**Entries**
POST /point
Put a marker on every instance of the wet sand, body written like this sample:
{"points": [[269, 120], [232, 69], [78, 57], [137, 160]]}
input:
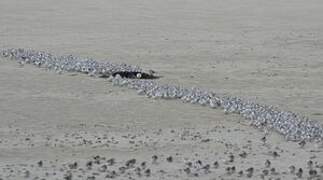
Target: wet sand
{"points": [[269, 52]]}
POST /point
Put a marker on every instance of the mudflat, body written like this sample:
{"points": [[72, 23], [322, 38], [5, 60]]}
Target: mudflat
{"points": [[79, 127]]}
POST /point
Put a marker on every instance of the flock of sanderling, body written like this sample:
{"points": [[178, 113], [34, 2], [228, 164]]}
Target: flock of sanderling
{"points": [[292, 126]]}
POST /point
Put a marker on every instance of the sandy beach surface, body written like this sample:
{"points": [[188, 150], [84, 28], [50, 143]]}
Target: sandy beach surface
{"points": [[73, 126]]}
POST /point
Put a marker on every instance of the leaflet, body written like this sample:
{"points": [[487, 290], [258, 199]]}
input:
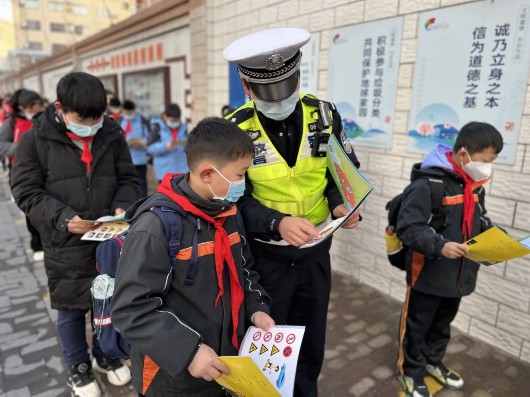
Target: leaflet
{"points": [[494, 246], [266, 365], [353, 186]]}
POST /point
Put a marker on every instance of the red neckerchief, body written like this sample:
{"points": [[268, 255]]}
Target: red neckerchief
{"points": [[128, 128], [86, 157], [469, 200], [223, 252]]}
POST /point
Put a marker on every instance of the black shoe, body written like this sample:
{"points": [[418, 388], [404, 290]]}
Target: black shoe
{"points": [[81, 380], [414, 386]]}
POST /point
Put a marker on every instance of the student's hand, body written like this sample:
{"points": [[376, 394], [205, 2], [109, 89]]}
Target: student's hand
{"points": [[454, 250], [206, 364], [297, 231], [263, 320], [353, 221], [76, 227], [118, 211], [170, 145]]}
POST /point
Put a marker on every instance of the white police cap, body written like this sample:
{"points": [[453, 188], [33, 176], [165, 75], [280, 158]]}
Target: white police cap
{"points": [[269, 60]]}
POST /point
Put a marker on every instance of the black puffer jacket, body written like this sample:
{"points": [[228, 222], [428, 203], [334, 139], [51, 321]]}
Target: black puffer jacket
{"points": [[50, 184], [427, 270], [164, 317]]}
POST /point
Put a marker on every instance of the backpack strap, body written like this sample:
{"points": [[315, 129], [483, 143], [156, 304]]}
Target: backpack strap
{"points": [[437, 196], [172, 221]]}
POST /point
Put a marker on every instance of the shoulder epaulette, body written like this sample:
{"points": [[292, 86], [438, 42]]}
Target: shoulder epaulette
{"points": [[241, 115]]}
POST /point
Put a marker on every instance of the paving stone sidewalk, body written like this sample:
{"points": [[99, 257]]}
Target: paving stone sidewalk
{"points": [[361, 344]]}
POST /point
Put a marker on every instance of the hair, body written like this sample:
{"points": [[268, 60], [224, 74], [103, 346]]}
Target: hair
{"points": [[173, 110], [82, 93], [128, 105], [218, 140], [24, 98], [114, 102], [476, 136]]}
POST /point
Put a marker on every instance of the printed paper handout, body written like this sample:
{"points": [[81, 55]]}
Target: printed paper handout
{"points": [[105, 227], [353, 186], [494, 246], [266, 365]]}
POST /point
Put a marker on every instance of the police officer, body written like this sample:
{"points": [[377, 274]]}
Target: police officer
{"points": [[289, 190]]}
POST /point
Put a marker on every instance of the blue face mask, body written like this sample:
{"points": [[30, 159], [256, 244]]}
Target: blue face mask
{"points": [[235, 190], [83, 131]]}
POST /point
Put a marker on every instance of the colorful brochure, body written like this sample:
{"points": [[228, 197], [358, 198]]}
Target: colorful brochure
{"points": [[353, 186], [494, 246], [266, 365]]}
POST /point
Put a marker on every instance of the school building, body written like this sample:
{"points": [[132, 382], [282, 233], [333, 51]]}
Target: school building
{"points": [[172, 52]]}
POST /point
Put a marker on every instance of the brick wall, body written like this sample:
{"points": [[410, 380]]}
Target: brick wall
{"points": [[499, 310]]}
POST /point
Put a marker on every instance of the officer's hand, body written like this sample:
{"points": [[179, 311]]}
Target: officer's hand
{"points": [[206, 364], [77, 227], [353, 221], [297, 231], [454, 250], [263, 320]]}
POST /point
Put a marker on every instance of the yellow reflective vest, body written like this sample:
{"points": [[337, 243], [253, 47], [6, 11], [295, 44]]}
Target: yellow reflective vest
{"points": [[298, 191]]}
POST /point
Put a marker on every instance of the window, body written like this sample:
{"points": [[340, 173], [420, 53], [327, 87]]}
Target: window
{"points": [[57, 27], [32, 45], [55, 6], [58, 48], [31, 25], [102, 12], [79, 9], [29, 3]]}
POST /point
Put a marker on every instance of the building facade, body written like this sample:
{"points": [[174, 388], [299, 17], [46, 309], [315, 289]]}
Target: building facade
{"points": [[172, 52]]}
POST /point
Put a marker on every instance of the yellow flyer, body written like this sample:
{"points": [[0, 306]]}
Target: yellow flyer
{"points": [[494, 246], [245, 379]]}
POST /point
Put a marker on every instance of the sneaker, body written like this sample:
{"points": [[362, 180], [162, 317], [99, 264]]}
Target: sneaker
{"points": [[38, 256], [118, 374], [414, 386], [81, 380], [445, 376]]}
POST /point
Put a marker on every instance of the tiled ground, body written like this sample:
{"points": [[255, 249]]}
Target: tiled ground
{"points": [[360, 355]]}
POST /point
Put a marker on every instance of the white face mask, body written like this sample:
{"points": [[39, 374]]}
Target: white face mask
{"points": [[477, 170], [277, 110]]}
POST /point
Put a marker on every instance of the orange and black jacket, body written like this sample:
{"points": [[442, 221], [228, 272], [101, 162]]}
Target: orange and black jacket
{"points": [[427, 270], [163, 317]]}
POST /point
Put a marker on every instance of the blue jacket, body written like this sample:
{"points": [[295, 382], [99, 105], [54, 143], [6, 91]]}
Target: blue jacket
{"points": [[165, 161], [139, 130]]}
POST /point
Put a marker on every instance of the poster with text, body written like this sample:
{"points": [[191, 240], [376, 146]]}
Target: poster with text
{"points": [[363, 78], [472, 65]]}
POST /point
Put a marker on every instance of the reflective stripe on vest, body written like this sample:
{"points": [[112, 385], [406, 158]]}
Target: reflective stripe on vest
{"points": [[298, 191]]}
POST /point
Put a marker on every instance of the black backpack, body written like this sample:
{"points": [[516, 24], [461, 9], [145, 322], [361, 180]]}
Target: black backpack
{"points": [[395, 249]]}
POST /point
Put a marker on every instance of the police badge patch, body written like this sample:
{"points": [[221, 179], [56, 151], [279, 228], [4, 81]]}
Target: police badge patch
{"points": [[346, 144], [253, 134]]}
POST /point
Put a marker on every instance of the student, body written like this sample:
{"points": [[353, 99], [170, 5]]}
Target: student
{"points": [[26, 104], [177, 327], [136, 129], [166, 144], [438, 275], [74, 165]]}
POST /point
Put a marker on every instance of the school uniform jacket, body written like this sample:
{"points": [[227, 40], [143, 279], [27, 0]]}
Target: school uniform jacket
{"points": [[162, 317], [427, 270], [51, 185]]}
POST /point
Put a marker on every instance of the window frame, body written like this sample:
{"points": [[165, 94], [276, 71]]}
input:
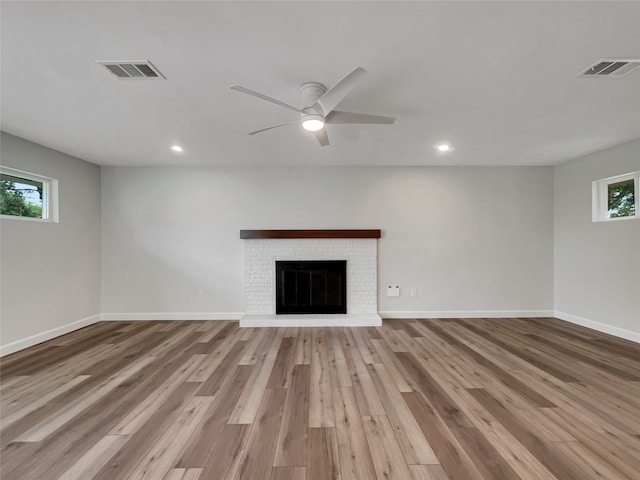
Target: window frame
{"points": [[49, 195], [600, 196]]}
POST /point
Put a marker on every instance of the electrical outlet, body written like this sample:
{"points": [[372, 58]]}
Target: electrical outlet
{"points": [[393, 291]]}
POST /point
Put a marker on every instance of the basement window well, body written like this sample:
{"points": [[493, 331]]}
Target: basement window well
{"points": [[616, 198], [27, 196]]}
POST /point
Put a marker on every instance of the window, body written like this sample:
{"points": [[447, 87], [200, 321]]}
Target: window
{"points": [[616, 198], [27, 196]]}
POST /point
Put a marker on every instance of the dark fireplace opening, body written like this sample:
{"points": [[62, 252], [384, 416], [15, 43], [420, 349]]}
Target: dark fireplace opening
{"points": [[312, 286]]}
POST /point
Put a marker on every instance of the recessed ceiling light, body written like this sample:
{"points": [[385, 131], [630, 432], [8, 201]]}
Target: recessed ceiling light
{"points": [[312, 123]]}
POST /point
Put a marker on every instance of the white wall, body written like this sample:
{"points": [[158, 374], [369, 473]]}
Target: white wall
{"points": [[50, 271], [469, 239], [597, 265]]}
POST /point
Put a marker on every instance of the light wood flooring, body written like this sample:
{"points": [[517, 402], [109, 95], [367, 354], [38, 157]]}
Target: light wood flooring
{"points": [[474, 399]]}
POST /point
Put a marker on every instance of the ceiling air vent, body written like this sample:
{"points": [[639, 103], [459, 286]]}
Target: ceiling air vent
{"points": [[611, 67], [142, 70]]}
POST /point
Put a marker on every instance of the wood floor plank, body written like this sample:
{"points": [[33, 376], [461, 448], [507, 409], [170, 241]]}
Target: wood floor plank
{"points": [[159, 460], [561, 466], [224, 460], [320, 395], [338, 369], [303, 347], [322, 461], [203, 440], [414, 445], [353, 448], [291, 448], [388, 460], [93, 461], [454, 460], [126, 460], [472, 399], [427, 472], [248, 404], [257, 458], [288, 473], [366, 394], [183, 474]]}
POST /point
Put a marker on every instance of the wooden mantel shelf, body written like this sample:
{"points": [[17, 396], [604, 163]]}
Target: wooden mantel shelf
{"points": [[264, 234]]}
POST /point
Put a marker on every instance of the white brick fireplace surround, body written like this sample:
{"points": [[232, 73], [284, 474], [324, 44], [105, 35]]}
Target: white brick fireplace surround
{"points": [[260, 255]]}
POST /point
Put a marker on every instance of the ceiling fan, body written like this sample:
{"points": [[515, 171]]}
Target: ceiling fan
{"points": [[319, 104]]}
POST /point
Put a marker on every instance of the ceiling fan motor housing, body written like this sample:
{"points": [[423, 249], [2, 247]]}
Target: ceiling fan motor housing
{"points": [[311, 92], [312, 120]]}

* * *

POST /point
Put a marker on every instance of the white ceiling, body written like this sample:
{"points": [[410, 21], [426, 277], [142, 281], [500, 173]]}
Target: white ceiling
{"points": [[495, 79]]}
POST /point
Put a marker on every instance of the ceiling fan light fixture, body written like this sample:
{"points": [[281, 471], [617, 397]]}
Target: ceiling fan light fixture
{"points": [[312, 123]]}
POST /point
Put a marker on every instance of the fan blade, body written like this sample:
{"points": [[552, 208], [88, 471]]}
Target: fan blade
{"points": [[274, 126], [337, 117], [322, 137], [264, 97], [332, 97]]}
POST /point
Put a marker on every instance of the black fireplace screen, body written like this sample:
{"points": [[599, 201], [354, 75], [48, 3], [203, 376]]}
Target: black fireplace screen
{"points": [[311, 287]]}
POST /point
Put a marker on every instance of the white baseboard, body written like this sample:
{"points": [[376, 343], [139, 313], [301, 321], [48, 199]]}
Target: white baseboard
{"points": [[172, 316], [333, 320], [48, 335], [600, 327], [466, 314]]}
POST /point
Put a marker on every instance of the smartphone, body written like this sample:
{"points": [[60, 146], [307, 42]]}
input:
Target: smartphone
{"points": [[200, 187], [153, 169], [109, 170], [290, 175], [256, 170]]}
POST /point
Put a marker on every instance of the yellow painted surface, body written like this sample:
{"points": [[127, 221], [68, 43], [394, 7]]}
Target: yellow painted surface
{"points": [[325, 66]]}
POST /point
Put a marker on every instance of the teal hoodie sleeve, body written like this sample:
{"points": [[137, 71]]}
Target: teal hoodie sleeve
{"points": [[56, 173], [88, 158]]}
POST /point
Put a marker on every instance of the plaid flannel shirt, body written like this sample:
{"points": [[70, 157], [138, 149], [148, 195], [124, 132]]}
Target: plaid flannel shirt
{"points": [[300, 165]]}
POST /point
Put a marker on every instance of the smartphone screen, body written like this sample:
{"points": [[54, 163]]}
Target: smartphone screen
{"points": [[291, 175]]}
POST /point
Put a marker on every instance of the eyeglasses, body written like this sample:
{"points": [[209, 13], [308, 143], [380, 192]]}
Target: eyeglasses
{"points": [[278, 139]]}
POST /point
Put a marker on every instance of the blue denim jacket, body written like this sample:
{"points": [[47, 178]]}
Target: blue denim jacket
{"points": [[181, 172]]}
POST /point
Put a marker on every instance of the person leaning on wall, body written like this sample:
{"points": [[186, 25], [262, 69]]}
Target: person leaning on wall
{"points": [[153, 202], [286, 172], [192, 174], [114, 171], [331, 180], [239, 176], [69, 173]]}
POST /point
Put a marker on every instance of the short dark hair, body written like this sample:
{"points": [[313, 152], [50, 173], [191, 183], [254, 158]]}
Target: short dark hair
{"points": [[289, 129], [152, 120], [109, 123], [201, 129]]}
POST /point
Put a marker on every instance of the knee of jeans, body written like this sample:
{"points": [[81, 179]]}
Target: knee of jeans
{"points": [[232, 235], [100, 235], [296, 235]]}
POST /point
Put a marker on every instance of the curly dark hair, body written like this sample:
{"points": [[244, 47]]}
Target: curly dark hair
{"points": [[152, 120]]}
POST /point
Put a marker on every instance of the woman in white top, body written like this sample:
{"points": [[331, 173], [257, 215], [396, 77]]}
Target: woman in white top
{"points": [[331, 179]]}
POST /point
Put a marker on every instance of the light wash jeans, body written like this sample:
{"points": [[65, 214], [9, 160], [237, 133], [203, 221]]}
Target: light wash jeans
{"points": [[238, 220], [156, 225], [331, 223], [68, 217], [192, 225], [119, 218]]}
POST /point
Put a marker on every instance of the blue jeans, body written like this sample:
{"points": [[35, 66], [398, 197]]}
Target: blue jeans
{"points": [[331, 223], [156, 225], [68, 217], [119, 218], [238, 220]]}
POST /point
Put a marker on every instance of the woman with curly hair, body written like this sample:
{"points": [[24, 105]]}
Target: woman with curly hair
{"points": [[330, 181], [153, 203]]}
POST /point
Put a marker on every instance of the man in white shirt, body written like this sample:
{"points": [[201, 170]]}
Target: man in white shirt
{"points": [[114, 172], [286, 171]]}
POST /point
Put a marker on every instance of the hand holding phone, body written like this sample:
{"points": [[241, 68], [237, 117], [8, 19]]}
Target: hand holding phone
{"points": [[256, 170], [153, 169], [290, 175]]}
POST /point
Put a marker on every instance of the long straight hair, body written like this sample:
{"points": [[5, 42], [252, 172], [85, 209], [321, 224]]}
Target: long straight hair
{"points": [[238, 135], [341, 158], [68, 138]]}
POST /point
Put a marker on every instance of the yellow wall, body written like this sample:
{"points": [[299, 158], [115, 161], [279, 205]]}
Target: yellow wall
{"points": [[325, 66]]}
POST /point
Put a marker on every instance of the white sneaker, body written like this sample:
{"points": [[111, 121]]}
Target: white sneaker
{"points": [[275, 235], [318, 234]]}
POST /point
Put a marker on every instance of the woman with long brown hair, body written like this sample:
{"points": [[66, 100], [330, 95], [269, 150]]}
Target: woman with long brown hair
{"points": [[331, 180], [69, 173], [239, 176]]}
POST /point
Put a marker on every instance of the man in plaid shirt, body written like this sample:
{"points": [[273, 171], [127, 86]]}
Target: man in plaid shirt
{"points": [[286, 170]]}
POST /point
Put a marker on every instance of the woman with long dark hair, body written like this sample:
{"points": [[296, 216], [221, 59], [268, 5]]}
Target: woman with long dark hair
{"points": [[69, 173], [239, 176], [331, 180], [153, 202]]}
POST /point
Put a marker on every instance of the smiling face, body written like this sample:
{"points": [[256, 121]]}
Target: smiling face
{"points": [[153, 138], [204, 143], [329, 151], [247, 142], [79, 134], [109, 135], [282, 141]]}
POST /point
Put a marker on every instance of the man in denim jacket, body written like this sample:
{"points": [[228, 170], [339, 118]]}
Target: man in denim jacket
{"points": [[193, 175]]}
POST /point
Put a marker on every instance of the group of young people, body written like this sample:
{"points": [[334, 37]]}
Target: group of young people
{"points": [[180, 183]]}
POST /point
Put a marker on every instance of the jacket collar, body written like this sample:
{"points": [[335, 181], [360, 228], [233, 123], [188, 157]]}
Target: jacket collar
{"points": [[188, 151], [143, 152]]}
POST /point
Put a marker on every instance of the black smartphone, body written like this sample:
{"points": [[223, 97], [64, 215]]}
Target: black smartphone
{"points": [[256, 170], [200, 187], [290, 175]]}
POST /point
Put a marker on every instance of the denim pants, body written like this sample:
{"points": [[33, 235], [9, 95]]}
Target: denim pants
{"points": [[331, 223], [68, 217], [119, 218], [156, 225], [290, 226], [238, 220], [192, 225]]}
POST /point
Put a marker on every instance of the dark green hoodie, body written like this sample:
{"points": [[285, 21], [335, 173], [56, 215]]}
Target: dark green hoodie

**Written task**
Please count the lines of the items that contain the string "screen", treating case as significant, and give only the number.

**Finished exercise**
4